• _Provided data_:
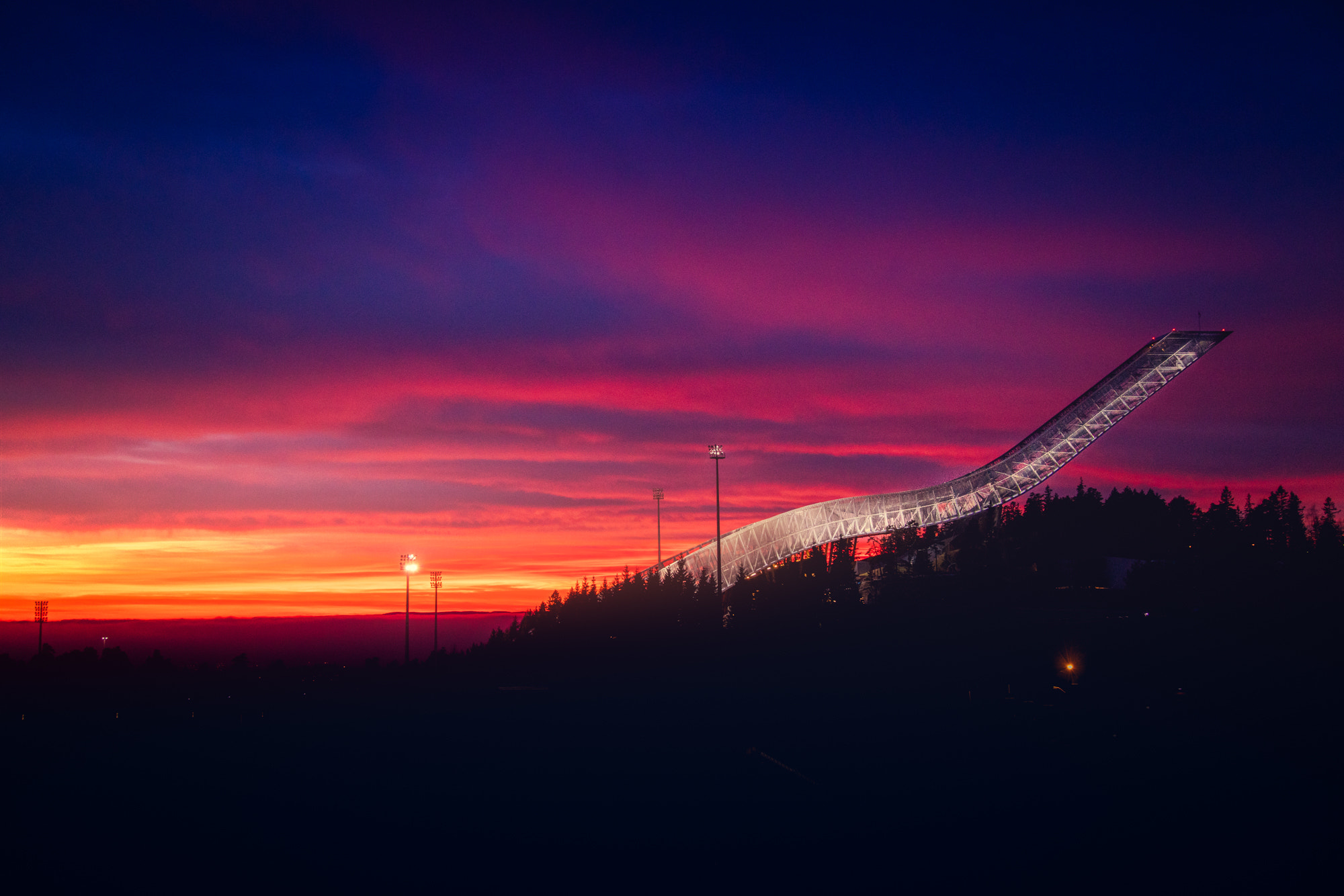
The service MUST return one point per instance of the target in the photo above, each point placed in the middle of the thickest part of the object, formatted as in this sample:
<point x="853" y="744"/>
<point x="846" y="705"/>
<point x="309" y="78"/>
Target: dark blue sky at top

• _Task description_:
Reproduce the lines of the data above word for word, leaving out the picture.

• _Written solution_:
The service MUST return one point per instance of the target in the photo above, each point placed in the middle of the thickest part of the object, formatted as in this sample:
<point x="853" y="744"/>
<point x="846" y="705"/>
<point x="309" y="78"/>
Target: dark blue sky at top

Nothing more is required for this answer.